◆ THE INPUT
────────────────
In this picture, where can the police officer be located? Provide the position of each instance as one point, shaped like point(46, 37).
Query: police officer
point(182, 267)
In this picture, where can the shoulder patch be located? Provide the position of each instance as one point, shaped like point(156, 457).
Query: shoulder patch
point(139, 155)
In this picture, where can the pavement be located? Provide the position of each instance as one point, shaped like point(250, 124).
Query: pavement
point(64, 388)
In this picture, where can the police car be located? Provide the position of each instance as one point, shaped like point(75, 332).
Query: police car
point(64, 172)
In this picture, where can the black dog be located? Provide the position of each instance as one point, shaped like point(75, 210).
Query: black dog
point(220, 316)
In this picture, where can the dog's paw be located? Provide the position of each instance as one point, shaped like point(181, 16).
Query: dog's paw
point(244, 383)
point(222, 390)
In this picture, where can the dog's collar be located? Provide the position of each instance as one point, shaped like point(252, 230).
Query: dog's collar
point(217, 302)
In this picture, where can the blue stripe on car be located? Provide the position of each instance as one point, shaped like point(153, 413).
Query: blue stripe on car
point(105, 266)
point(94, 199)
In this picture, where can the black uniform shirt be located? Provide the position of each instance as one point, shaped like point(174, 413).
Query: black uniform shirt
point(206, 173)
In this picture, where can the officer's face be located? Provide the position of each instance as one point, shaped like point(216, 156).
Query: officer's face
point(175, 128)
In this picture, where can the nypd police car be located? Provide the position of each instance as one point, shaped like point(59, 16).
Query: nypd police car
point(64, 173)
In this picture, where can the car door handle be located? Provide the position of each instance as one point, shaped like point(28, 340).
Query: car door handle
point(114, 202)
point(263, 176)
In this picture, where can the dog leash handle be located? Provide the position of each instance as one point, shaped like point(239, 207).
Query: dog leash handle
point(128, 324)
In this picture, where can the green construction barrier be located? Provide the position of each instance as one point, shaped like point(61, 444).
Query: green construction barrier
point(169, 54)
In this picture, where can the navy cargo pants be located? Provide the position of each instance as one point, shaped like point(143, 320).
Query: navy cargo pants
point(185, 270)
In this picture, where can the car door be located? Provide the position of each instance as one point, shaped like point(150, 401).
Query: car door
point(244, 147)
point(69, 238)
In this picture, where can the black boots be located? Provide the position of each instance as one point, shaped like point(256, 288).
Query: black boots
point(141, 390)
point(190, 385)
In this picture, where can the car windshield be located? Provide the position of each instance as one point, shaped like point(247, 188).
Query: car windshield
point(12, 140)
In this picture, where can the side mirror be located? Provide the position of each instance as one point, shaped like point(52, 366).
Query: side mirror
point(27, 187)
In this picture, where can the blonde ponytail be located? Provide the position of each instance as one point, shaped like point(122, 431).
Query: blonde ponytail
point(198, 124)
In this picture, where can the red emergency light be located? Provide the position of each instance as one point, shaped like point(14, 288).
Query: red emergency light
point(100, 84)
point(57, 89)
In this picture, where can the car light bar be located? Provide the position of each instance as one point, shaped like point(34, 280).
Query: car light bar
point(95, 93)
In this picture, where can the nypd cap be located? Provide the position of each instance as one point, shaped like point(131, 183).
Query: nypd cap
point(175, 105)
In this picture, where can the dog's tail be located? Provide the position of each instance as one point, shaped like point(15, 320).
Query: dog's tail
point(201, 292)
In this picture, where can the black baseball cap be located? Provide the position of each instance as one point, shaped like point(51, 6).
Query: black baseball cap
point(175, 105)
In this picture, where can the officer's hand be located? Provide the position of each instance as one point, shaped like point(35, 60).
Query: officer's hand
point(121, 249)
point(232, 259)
────────────────
◆ TASK BRIEF
Leave out every line above except those from the line with "In this picture, where can the car door handle" up to and including the line with "In this picture, where can the black boots", and copy those exactly.

◆ COMPLETED EXERCISE
In this picture, where can the car door handle be located? Provide the position of each instance as one point, shaped like point(28, 340).
Query: car door handle
point(114, 202)
point(263, 176)
In this picture, where can the dog leash handle be located? Provide the position of each instance as one point, shaped like point(239, 207).
Query: dog leash handle
point(128, 324)
In this picture, where can the green construction barrier be located? Provide the position of each instance as one point, shaped like point(61, 444).
Query: green construction barrier
point(169, 54)
In this picture, where can the navy cargo pants be located? Provide the position of each instance as one point, shaped like point(143, 320).
Query: navy cargo pants
point(185, 270)
In this picture, where can the car door be located? Provide the position of each instance as one point, shaped like point(150, 401).
Query: car door
point(244, 147)
point(69, 238)
In this picture, where can the black boots be located? Provide the position of each instance as one point, shaped like point(256, 288).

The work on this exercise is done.